Someone took me to task too for living through the Russian Revolution, the First World War and the very first General strike in the United Kingdom – as if these things mattered to my literary efforts. Hadn’t I achieved enough with ‘Bliss’, this one story, an almost manifesto for the liberated woman’s libido. Some bright spark even mentioned a fabulous pun running through the story, the pear/pair tree and the various flowerings/pairings, and I have to say I was delighted to claim this subliminal reading as my very own intention. This is the wondrous thing about my fans re-reading me – yes, I know, I know, I’m not KM. But you see, I was mainlining, and the effect was the same.
Me, kayaking almost in front of the Days Bay holiday home of KM

I grew tired though, after three days, and on the fourth, I witnessed the staging of a small play about my short story ‘At the bay’ – just a stone’s throw from the beach – writers leaping up from their flat whites to appropriate my words. Two grown men pretended to swim in the Pavilion, as if it were the sea and Linda, Granny and Beryl muffed their final lines, the great moment when Stanley is finally GONE. I saw one of the writers viciously punch the other to prompt her… it was that punch I think that bought me to my senses, and made me realise, I was just another wannabe, hanging on the coat-tails of the Colonial Shop Girl of literature and I realised I didn’t want to swap lives after all. I like being me, here ‘at the bay’, alive, able to swim in the sea without Jonathan Trout… I wasn’t prepared after all for a Faustian pact, to be famous and dead and remembered, instead of here, today, alive and aspiring.

** STATED PROBLEM **
In the passage, which short story was the small play based on? This data has nothing to do with the passage above.

Picture region annotation data:

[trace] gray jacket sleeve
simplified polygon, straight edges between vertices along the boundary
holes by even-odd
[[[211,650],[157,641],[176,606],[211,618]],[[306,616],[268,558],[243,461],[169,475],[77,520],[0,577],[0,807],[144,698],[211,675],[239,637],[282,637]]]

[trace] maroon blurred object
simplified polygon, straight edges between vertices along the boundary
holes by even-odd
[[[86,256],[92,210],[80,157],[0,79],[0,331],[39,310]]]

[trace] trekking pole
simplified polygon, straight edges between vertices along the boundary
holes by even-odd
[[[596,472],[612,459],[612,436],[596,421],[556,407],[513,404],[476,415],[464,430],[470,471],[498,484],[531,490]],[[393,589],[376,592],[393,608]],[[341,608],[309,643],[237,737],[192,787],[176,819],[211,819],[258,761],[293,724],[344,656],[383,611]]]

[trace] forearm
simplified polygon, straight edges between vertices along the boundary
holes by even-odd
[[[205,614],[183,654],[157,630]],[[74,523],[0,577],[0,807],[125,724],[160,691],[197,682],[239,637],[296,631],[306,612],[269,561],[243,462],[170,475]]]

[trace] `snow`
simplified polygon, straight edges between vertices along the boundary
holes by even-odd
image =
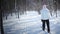
[[[27,14],[20,15],[18,19],[13,13],[8,19],[3,19],[5,34],[48,34],[47,28],[42,31],[41,16],[36,11],[27,11]],[[58,12],[59,13],[59,12]],[[60,34],[60,17],[50,18],[51,34]]]

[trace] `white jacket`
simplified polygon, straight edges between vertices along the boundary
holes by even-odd
[[[43,6],[42,10],[40,11],[41,13],[41,19],[42,20],[47,20],[50,18],[50,12],[49,10],[46,8],[46,6]]]

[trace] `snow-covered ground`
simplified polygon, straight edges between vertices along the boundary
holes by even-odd
[[[35,11],[27,11],[27,14],[20,15],[18,19],[15,13],[9,15],[8,19],[3,18],[5,34],[48,34],[42,31],[41,16]],[[59,13],[59,12],[58,12]],[[59,14],[58,14],[59,15]],[[53,15],[50,18],[51,34],[60,34],[60,17]]]

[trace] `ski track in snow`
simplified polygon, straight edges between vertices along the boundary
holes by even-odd
[[[51,34],[60,34],[59,20],[60,17],[50,18]],[[20,15],[19,19],[13,13],[7,20],[3,18],[3,24],[5,34],[48,34],[47,30],[42,31],[41,17],[37,12],[27,12],[27,15]]]

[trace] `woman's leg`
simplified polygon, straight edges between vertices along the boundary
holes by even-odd
[[[43,31],[45,31],[45,21],[44,20],[42,20],[42,29],[43,29]]]
[[[49,20],[46,20],[46,24],[47,24],[47,31],[48,31],[48,33],[50,33],[50,25],[49,25]]]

** RESPONSE TO THE EXERCISE **
'At the bay'